-- Start --
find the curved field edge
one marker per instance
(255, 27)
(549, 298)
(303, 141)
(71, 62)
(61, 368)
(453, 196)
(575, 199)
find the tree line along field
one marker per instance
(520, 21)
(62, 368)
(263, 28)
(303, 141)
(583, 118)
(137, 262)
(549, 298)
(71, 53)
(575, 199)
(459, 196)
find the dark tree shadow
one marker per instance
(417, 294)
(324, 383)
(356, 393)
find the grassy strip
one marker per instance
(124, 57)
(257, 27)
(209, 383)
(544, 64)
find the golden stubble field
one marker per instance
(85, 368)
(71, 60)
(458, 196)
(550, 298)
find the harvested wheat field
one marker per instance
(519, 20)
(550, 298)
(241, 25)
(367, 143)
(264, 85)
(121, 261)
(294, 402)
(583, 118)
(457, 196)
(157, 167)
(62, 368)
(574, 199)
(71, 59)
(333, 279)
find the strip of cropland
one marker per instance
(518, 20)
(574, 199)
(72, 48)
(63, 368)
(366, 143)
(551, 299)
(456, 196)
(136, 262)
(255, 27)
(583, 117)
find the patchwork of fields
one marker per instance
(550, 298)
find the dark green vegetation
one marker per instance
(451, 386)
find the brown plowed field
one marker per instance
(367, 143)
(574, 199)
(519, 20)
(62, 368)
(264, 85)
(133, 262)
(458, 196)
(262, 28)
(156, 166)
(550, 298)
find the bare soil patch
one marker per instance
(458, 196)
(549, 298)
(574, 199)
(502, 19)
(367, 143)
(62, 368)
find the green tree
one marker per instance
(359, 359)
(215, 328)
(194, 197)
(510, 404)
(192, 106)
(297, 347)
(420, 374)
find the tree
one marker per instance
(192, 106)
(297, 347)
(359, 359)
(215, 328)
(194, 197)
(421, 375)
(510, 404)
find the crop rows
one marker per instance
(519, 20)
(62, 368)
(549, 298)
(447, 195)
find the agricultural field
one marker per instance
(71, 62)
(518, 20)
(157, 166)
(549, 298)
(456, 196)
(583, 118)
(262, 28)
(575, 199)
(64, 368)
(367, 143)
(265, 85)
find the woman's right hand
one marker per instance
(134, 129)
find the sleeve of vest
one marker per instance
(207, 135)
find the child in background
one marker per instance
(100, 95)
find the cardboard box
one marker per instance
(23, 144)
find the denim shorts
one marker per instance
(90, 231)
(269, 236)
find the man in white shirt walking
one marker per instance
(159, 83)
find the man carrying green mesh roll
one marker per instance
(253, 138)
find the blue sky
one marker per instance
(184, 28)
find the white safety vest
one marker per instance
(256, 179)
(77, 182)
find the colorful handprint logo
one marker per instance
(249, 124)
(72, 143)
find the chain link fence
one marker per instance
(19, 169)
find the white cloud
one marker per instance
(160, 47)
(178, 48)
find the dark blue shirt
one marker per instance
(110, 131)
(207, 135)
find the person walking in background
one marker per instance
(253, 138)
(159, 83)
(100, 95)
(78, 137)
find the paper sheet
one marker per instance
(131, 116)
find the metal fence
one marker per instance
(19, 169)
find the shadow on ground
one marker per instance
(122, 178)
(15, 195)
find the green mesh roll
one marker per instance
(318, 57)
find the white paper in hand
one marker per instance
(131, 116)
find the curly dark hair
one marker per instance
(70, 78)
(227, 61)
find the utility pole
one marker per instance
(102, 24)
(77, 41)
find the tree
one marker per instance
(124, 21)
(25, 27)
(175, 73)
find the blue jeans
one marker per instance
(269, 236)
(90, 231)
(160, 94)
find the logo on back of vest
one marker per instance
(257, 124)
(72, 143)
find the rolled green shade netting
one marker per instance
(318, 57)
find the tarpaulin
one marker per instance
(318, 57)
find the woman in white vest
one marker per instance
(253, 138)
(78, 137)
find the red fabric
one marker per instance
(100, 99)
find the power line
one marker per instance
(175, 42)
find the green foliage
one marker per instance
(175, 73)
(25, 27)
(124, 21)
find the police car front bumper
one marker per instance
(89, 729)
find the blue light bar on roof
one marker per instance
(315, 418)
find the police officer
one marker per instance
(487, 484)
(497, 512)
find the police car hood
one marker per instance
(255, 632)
-- End --
INSTRUCTIONS TO FOLLOW → Write out the records again, from the line that has "find the blue jeans" through the end of the records, and give only those lines. In them, replace "tarpaulin" with "plastic sheet" and change nothing else.

EXERCISE OUTPUT →
find the blue jeans
one marker per instance
(269, 236)
(90, 231)
(160, 94)
find the logo on back of vest
one marker per instance
(257, 124)
(72, 143)
find the rolled green shade netting
one marker per instance
(318, 57)
find the plastic sheet
one marker per instance
(318, 57)
find the woman in white vest
one marker per instance
(253, 138)
(78, 137)
find the red fabric
one marker per instance
(100, 99)
find the power line
one marker per instance
(175, 42)
find the green foliage
one marker per instance
(175, 73)
(25, 27)
(124, 21)
find the police car front bumper
one marker per instance
(89, 729)
find the blue light bar on roof
one marker per instance
(315, 418)
find the police officer
one marker per instance
(487, 484)
(497, 512)
find the police car hood
one marker per instance
(255, 632)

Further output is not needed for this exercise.